→ **Work order**
Transcribe the entries in full, keeping each word as it is.

(Referring expression data)
>>

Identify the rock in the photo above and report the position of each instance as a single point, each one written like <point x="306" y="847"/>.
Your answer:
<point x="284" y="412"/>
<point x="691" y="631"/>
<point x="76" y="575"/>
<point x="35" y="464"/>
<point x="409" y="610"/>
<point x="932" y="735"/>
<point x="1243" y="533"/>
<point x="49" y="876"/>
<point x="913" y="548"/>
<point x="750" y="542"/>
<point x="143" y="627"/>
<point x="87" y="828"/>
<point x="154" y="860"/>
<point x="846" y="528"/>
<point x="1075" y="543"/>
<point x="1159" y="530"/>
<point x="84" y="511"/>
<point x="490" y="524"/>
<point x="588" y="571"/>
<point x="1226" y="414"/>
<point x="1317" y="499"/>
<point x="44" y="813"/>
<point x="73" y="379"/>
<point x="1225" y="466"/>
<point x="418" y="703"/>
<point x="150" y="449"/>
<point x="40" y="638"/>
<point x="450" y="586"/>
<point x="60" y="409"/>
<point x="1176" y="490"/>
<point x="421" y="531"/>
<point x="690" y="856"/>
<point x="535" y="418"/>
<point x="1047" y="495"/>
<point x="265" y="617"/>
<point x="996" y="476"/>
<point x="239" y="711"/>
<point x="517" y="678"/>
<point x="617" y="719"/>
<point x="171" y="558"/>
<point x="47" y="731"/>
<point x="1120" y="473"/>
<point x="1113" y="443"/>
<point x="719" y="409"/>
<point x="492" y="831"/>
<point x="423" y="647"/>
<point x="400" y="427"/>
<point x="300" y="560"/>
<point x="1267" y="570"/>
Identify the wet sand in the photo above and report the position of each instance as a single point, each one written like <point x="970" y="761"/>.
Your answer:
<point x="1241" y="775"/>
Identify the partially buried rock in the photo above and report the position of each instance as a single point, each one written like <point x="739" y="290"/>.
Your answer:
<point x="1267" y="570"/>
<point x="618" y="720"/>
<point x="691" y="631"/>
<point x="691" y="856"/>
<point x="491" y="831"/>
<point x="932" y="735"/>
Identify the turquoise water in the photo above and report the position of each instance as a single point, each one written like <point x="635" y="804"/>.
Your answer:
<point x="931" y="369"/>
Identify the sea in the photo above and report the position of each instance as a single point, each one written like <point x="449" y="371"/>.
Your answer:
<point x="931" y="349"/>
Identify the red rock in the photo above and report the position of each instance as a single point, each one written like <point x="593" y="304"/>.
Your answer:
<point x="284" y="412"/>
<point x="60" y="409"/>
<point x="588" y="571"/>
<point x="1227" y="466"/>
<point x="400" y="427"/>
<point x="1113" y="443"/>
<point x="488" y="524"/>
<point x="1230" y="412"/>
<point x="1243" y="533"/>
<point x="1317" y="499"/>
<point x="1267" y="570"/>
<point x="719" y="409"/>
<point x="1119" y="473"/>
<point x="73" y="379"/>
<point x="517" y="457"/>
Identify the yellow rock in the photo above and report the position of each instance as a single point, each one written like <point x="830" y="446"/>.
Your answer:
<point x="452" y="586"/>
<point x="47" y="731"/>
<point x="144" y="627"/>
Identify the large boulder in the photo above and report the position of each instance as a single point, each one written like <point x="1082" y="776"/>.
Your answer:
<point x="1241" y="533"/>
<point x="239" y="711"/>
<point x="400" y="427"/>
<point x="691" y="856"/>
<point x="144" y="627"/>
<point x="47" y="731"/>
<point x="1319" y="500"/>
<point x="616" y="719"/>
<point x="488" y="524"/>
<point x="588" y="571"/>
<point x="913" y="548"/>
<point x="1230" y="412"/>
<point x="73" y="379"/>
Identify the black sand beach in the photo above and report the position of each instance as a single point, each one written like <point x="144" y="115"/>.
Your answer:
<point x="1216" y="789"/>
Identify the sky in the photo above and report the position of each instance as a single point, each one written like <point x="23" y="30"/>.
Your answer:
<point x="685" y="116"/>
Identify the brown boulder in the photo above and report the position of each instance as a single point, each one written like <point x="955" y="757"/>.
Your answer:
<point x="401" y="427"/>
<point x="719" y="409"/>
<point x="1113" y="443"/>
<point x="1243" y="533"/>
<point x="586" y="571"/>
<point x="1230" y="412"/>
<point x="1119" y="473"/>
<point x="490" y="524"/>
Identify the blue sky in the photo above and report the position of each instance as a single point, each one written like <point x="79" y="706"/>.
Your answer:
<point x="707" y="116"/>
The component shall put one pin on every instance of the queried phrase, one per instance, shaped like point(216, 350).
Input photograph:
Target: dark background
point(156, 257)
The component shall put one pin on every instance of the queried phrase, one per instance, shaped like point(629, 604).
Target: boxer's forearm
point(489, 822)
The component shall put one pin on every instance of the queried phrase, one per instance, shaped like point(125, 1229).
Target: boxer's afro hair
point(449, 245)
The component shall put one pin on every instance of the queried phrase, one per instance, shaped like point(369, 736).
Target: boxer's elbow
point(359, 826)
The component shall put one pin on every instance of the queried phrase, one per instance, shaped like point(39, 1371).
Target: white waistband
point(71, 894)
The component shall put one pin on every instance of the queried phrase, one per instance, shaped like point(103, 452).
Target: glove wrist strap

<<

→ **Response**
Identify the rock in the photo above and report the position of each instance as a single point, each one written like <point x="306" y="847"/>.
Your answer:
<point x="284" y="412"/>
<point x="691" y="631"/>
<point x="76" y="575"/>
<point x="35" y="464"/>
<point x="409" y="610"/>
<point x="932" y="735"/>
<point x="1243" y="533"/>
<point x="49" y="876"/>
<point x="913" y="548"/>
<point x="750" y="542"/>
<point x="143" y="627"/>
<point x="87" y="828"/>
<point x="154" y="860"/>
<point x="846" y="528"/>
<point x="1075" y="543"/>
<point x="1159" y="530"/>
<point x="84" y="511"/>
<point x="490" y="524"/>
<point x="588" y="571"/>
<point x="1226" y="414"/>
<point x="1317" y="499"/>
<point x="44" y="813"/>
<point x="73" y="379"/>
<point x="1225" y="466"/>
<point x="418" y="703"/>
<point x="150" y="449"/>
<point x="40" y="638"/>
<point x="450" y="586"/>
<point x="60" y="409"/>
<point x="1176" y="490"/>
<point x="421" y="531"/>
<point x="690" y="856"/>
<point x="535" y="418"/>
<point x="1047" y="495"/>
<point x="265" y="617"/>
<point x="996" y="476"/>
<point x="239" y="711"/>
<point x="517" y="678"/>
<point x="617" y="719"/>
<point x="171" y="558"/>
<point x="47" y="731"/>
<point x="1120" y="473"/>
<point x="1113" y="443"/>
<point x="719" y="409"/>
<point x="492" y="831"/>
<point x="423" y="647"/>
<point x="400" y="427"/>
<point x="300" y="560"/>
<point x="1267" y="570"/>
Identify the wet sand in the photo above and report the position of each instance as a single point, each one written like <point x="970" y="761"/>.
Your answer:
<point x="1241" y="775"/>
Identify the partially buried rock in the photo above and report the position of each instance as a single point, each one written like <point x="739" y="290"/>.
Your answer:
<point x="1267" y="570"/>
<point x="618" y="720"/>
<point x="691" y="631"/>
<point x="691" y="856"/>
<point x="491" y="831"/>
<point x="932" y="735"/>
Identify the turquoise water in the photo above and report the position of each instance as a single point, each one written like <point x="635" y="804"/>.
Your answer:
<point x="931" y="369"/>
Identify the sea in the photo above and report the position of each instance as a single point, each one written like <point x="449" y="371"/>.
Your answer:
<point x="931" y="349"/>
Identify the red rock in the photo above and report the position of each instance as a single point, each one written like <point x="593" y="304"/>.
Your answer:
<point x="284" y="412"/>
<point x="60" y="409"/>
<point x="588" y="571"/>
<point x="1227" y="466"/>
<point x="400" y="427"/>
<point x="1113" y="443"/>
<point x="488" y="524"/>
<point x="1230" y="412"/>
<point x="1243" y="533"/>
<point x="1317" y="499"/>
<point x="1267" y="570"/>
<point x="719" y="409"/>
<point x="1119" y="473"/>
<point x="73" y="379"/>
<point x="517" y="457"/>
Identify the yellow rock in the photo above and report the position of each instance as a single point, each one written like <point x="830" y="446"/>.
Your answer:
<point x="452" y="586"/>
<point x="47" y="731"/>
<point x="144" y="627"/>
Identify the large boulder in the photo above and report the position of each instance as a single point, each one written like <point x="1082" y="776"/>.
Your answer:
<point x="1241" y="533"/>
<point x="239" y="711"/>
<point x="400" y="427"/>
<point x="691" y="856"/>
<point x="144" y="627"/>
<point x="47" y="731"/>
<point x="1319" y="500"/>
<point x="616" y="719"/>
<point x="488" y="524"/>
<point x="588" y="571"/>
<point x="913" y="548"/>
<point x="1230" y="412"/>
<point x="73" y="379"/>
Identify the black sand beach in the photo above and report the position of each instance as a single point, each one written like <point x="144" y="115"/>.
Your answer:
<point x="1216" y="789"/>
Identify the sky in the photo above and report the position of each instance as a single point, each one written like <point x="23" y="30"/>.
Your answer:
<point x="685" y="116"/>
Identify the brown boulder in the photo above and report the position of each instance as a single point, each one written like <point x="955" y="757"/>.
Your answer:
<point x="401" y="427"/>
<point x="719" y="409"/>
<point x="1113" y="443"/>
<point x="1243" y="533"/>
<point x="586" y="571"/>
<point x="1230" y="412"/>
<point x="1119" y="473"/>
<point x="490" y="524"/>
Identify the blue sky in the photo above and report the position of each instance as a single point, each one written like <point x="79" y="706"/>.
Your answer:
<point x="707" y="116"/>
The component shall put one pin on every instance of the queried phrase, one per instance, shaped like point(216, 350).
Input photograph:
Target: dark background
point(156, 257)
The component shall put one pin on every instance of the queried phrase, one per instance, shaped like point(629, 604).
Target: boxer's forearm
point(489, 822)
The component shall put one pin on every instance of the queried phrase, one per instance, shaped like point(125, 1229).
Target: boxer's afro hair
point(449, 245)
The component shall put one pin on every instance of the queried phrase, one per instance, shaped like point(369, 736).
Target: boxer's elbow
point(359, 826)
The component shall put one pin on every instance of the queried phrase, one per instance, shaped like point(39, 1371).
Target: white waistband
point(71, 894)
The component shall put one pin on every instance of the queried phrase, one per instance, shaped like point(103, 452).
Target: glove wrist strap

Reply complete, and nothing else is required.